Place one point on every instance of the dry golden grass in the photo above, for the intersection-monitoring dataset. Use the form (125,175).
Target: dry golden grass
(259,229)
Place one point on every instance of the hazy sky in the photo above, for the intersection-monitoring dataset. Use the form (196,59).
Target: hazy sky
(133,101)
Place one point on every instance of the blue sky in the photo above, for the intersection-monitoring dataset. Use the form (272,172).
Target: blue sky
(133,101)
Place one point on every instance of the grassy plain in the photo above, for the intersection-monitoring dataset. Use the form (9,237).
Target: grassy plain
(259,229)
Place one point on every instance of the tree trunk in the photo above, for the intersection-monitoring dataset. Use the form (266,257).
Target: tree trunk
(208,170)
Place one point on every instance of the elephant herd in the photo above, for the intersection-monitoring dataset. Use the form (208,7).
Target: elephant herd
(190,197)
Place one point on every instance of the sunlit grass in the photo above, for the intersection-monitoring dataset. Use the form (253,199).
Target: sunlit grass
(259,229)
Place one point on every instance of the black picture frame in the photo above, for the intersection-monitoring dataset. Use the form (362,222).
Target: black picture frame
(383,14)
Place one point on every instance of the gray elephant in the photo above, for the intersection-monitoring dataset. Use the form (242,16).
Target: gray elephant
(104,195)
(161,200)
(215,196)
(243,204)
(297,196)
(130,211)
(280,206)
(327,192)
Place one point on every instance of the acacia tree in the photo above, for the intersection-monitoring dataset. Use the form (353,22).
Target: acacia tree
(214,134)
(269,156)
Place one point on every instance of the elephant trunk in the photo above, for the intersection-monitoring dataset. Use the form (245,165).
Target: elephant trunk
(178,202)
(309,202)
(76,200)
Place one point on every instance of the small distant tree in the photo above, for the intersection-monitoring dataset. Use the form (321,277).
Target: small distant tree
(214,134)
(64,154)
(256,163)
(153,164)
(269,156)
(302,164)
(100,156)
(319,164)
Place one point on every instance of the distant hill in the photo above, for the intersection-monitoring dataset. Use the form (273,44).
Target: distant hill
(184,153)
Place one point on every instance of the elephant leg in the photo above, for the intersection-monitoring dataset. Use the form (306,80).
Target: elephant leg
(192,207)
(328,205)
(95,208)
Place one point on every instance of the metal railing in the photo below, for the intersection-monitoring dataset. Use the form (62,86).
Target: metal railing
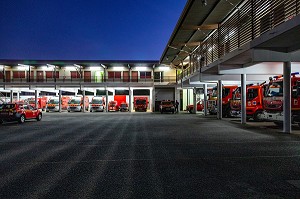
(252,19)
(69,79)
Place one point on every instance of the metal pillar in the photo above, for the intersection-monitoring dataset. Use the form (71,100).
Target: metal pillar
(195,100)
(153,100)
(106,96)
(287,97)
(130,101)
(243,99)
(59,101)
(177,97)
(11,95)
(219,104)
(35,99)
(83,94)
(205,99)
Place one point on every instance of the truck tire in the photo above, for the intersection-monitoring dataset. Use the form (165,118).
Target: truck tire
(39,117)
(280,124)
(21,119)
(255,116)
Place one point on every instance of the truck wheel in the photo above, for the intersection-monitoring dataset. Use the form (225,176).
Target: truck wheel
(22,119)
(280,124)
(39,117)
(255,116)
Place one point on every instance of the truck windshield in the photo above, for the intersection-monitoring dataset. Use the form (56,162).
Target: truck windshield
(237,94)
(276,89)
(166,103)
(31,101)
(225,92)
(252,93)
(7,106)
(112,104)
(140,102)
(214,92)
(53,101)
(75,101)
(96,101)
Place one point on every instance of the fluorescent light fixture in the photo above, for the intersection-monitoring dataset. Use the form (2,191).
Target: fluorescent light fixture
(77,65)
(115,68)
(50,65)
(140,68)
(164,68)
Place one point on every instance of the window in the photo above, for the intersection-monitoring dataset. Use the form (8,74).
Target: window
(114,75)
(52,74)
(75,75)
(18,74)
(252,93)
(158,77)
(145,75)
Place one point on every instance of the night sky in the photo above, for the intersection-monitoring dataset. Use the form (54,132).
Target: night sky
(87,29)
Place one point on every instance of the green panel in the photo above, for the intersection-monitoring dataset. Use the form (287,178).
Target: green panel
(99,75)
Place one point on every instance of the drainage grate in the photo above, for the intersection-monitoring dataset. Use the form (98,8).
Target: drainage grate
(296,183)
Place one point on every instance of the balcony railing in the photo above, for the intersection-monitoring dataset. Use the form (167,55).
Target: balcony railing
(69,79)
(252,19)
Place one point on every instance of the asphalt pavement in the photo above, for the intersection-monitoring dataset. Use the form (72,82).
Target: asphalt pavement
(146,155)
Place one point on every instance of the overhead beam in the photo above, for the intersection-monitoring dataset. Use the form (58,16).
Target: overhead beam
(190,44)
(203,27)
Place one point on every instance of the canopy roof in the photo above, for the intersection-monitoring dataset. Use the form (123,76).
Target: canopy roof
(198,19)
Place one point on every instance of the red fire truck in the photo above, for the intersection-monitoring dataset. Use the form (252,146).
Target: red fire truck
(18,112)
(97,104)
(200,106)
(113,106)
(254,101)
(76,104)
(140,103)
(53,103)
(42,102)
(273,100)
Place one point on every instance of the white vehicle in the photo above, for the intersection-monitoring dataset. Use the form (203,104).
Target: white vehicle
(97,104)
(53,104)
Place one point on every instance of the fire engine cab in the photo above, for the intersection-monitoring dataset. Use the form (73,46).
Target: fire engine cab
(76,104)
(18,112)
(254,101)
(97,104)
(273,100)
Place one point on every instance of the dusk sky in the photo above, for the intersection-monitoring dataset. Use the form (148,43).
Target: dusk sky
(85,30)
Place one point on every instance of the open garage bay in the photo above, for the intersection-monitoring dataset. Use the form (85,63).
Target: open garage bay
(146,155)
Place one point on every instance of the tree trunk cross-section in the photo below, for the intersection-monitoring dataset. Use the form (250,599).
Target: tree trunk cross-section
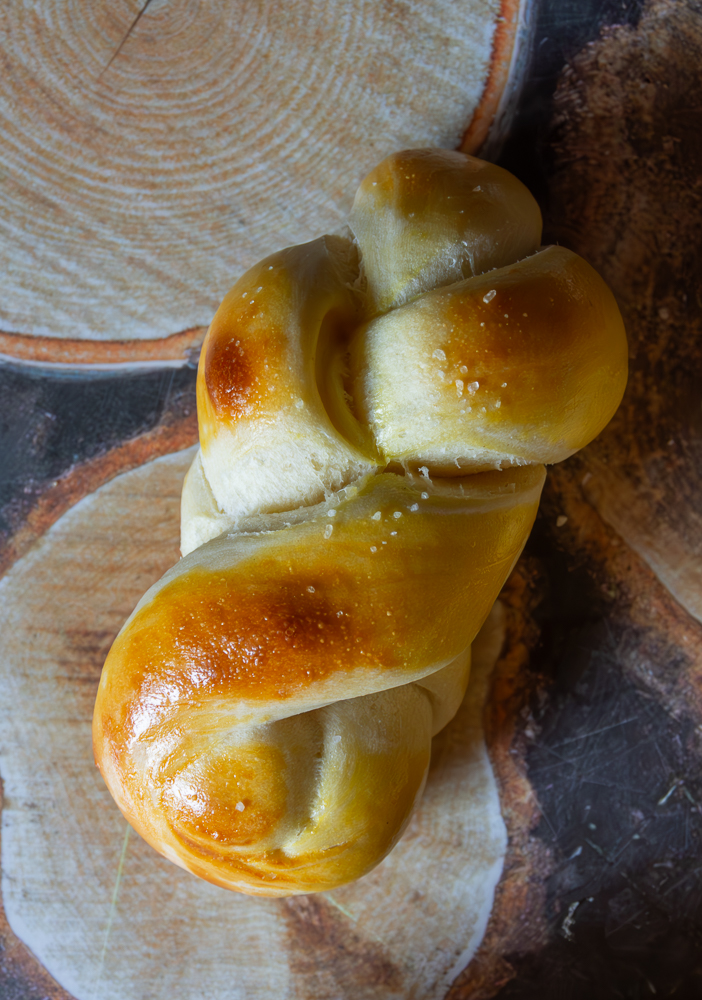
(112,920)
(142,170)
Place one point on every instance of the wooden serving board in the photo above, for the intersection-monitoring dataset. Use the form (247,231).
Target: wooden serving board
(154,150)
(107,916)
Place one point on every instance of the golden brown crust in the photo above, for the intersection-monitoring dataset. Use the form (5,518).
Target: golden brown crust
(264,718)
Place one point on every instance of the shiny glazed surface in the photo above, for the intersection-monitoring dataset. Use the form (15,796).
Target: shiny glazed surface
(264,718)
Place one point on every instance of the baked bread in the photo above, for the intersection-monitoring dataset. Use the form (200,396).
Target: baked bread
(375,412)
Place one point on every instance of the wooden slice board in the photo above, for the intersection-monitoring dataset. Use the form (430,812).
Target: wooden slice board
(153,151)
(107,916)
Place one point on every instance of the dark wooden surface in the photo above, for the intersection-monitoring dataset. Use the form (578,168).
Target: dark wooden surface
(595,723)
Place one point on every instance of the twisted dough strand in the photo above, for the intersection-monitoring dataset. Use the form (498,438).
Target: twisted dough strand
(264,717)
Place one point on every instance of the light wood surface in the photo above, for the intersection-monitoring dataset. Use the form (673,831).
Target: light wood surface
(107,916)
(148,160)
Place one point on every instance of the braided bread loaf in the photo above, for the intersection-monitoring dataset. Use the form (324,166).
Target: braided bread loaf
(375,411)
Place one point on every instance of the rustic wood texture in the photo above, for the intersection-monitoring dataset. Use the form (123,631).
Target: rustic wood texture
(101,911)
(152,152)
(627,195)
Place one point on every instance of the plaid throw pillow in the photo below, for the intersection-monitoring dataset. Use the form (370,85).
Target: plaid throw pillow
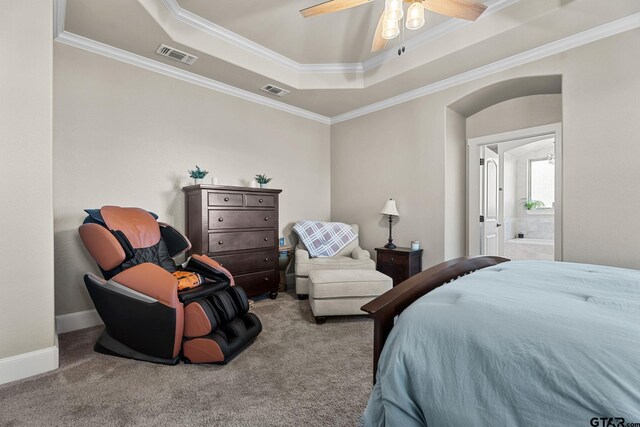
(324,239)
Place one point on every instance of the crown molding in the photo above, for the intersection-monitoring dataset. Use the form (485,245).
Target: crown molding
(237,40)
(594,34)
(168,70)
(428,36)
(588,36)
(59,9)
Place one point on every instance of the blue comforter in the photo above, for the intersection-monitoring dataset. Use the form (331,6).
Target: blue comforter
(532,343)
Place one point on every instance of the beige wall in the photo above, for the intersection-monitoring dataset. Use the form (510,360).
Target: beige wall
(514,114)
(26,226)
(126,136)
(401,151)
(455,188)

+---+

— WHAT YOU WILL DO —
Copy the records above exactly. The pictures are not part of the copy.

— EXERCISE SOLUTION —
Place one point on every instance of the dry golden grass in the photo above, for the intersection-monitoring dataset. Use the form (125,175).
Target: dry golden grass
(259,229)
Place one point on every instance of the hazy sky in the photo above, for the intersection-monitoring dataset. Use the form (196,59).
Target: hazy sky
(133,101)
Place one point on every instance of the blue sky in the photo above, for the intersection-monitoring dataset. Use the form (272,172).
Target: blue sky
(133,101)
Place one point on every instance of the grassy plain in the photo above, for the intersection-monitoring dataset. Use the form (9,237).
Target: grassy plain
(259,229)
Place one point on every instance of the tree trunk in the photo above, for the intersection-monitoring dataset. Use the form (266,257).
Target: tree trunk
(208,170)
Place one point on every instance of the elephant herd in the photo above, for the intersection-monitoring dataset. Use the form (208,7).
Target: elephant herd
(190,197)
Place one point on every instance of the sunlit grass in the photo above, for the intersection-monitoring dataset. Use the form (253,199).
Target: sunlit grass
(259,229)
Place one point on every instance of the black picture frame in the photo above, for the intersection-monitoring dataset. Use the form (362,222).
Target: black picture frame
(383,14)
Place one point on every instance of the gray elephant in the photo above, for the intersection-monitoring dataset. Use the form (242,16).
Target: gray elephant
(104,195)
(161,200)
(215,196)
(243,204)
(297,196)
(130,211)
(280,206)
(327,192)
Place one point on every instance of the acacia tree in the photo above, for the intersection-monitoring dataset. Use the form (353,22).
Target: acacia tree
(214,134)
(269,156)
Place one point on every instance of the elephant trunk in the photo above, for the intersection-monitoring dataset. Use the form (245,165).
Target: elephant trunk
(178,202)
(309,202)
(76,200)
Place one point on every instance of the small distant tree in the photo above, for the intersection-monitoring dataset. Use the form (321,277).
Target: small distant tree
(214,134)
(64,154)
(256,163)
(153,164)
(269,156)
(302,164)
(100,156)
(319,164)
Place one point on every instance of the distant hill in the photo above, for the intersection-monitoring dataset. Use the form (273,44).
Target: distant hill
(184,153)
Place one point on every instance of the elephant leg in the photo above, for the intersection-monitoring dataset. Use the form (306,80).
Target: elephant leg
(192,207)
(328,205)
(95,208)
Place one point on every instance of the metal railing in the photo below, for the intersection-monitoring dataset. Use the form (62,86).
Target: metal railing
(252,19)
(69,79)
Place one point on every instance of the metal pillar in the photo above, for the intersection-monitoring dataset. Use the form (71,100).
Target: metal pillar
(195,100)
(153,100)
(106,96)
(287,97)
(130,101)
(243,99)
(59,101)
(177,97)
(11,95)
(219,104)
(35,99)
(83,94)
(205,99)
Place one point on every instance of the truck tire in the photo above, for the intersection-monitoring dataset. Use the form (165,118).
Target: truck tire
(39,117)
(280,124)
(21,119)
(255,116)
Place one point on every instance of the truck wheel in the photo above, for the intersection-monitoring dataset. Use the form (225,176).
Target: truck wheel
(22,119)
(280,124)
(39,117)
(255,116)
Place one point on every instance of the truck windshield in the photo above, for the intersection-monitoring dataset. Use the form (56,162).
Target: truck windshield
(237,94)
(276,89)
(166,103)
(31,101)
(225,92)
(252,93)
(7,106)
(112,104)
(140,102)
(214,92)
(53,101)
(75,101)
(96,101)
Place one point on every instance of the fluorescent light fixture in the photo above, for the intersection-monitoring dataset. Use the form (2,191).
Target: fluorescent light fixture
(77,65)
(115,68)
(50,65)
(140,68)
(164,68)
Place one point on every instance of the window in the photo above, for the intersection-monitoring dataset. Use the form (8,74).
Target: window
(114,75)
(52,74)
(75,75)
(18,74)
(252,93)
(158,77)
(145,75)
Place one point on every instance of the night sky in the photo above, for the intersection-monitoring dataset. Use the form (54,132).
Target: night sky
(87,29)
Place one point on every instance of the green panel in the photo above, for the intersection-monitoring dataset. Use the form (287,178).
Target: green panel
(99,75)
Place one point on every instance of the drainage grate in the photo above, for the intersection-monitoring dataset. Use the form (98,8).
Target: drainage grate
(296,183)
Place one point on every instance of the balcony railing in the photo above, for the intersection-monitoring dataset. Use the form (167,55).
Target: balcony railing
(69,79)
(252,19)
Place one point on every instance of the asphalt pavement in the photo above, for the intersection-monitoring dataset. Use the form (72,82).
Target: asphalt pavement
(146,155)
Place one point on every instance of the overhead beam in the photo above, for the intersection-monitoring dataset. Use the form (58,16).
Target: overhead beam
(190,44)
(203,27)
Place one point on every instance of the canopy roof in the photo above, for the intersection-monitoring dataset. Use the form (123,76).
Target: canopy roof
(198,19)
Place one point on every instance of the red fire truck in the photo above, for the intersection-monitoring dataset. Use the form (252,146).
Target: red fire truck
(18,112)
(97,104)
(200,106)
(113,106)
(254,101)
(76,104)
(140,103)
(53,103)
(42,102)
(273,100)
Place one point on every instance of the white vehicle in the photo above, for the intersection-monitoring dataset. Use the form (203,104).
Target: white vehicle
(97,104)
(53,104)
Place one point on every instance of the fire engine cab in the photo above, for the intersection-monitoring dataset. Use the form (73,46).
Target: fire engine cab
(76,104)
(18,112)
(254,101)
(97,104)
(273,100)
Place one point on every instance of the dusk sky in the photo above, for the intersection-monitoring dataset. Use the form (148,43).
Target: dusk sky
(85,30)
Place one point on every instance of the open garage bay in the photo above, for the intersection-monitoring dataset. Use the form (85,63).
Target: open garage bay
(146,155)
Place one point on every instance of the tree trunk cross-section in the photo below, for the intersection-monitoring dataset. Use the form (250,599).
Target: tree trunk cross-section
(112,920)
(142,170)
Place one point on every instance of the wooden serving board in the photo above, for the intersection-monitoring dataset. Use the form (247,231).
Target: wooden serving board
(154,150)
(107,916)
Place one point on every instance of the golden brown crust in the photo above, for the intersection-monitoring dataset. Use the form (5,518).
Target: golden brown crust
(264,718)
Place one point on every instance of the shiny glazed surface in the photo above, for the intersection-monitoring dataset. Use the form (15,796).
Target: shiny glazed surface
(264,718)
Place one point on every instance of the baked bread in the photo above, for the intersection-monitoring dataset. Use the form (200,396).
Target: baked bread
(375,412)
Place one point on every instance of the wooden slice board in the photo above, for the intersection-monitoring dataset. Use the form (430,812).
Target: wooden slice board
(153,151)
(107,916)
Place one point on every instance of the dark wooden surface in the photo above, for the intersection-monitoring dataset. Use the form (578,168).
Target: dark wooden surface
(595,723)
Place one point on every instance of the twisted dough strand in the photo above, for the intersection-monitoring dataset. Use the form (498,438).
Target: twisted dough strand
(264,717)
Place one point on every instance of the light wood surface in the photo above, for the intersection-monitoring dataset. Use the form (673,831).
Target: light wood surface
(107,916)
(148,160)
Place one point on every instance of the braided bread loaf in the photo above, for the intersection-monitoring dataset. Use the form (324,166).
Target: braided bread loaf
(375,411)
Place one point on every instance of the rustic wood texture in the photo above, for the intersection-monitoring dataset. Use the form (123,631).
Target: rustic wood texture
(101,911)
(152,152)
(627,195)
Place one point on every instance of the plaid throw pillow in the photo below, for the intersection-monitoring dataset. Use the form (370,85).
Target: plaid throw pillow
(324,239)
Place one point on every instance of the crown molding in the photo above, for the intersection-monitoring dataset. Use the form (485,245).
Target: crown molding
(237,40)
(594,34)
(168,70)
(428,36)
(588,36)
(59,9)
Place one point on every instance of the blue comforter in the photo above, for the intersection-monitoring dataset. Use the form (331,6).
Target: blue comforter
(532,343)
Place one point on every instance of the beige wall in the photo above, for the intersection-monitoring dataset. Use the form (510,360).
Target: beige wall
(514,114)
(26,226)
(126,136)
(401,151)
(455,188)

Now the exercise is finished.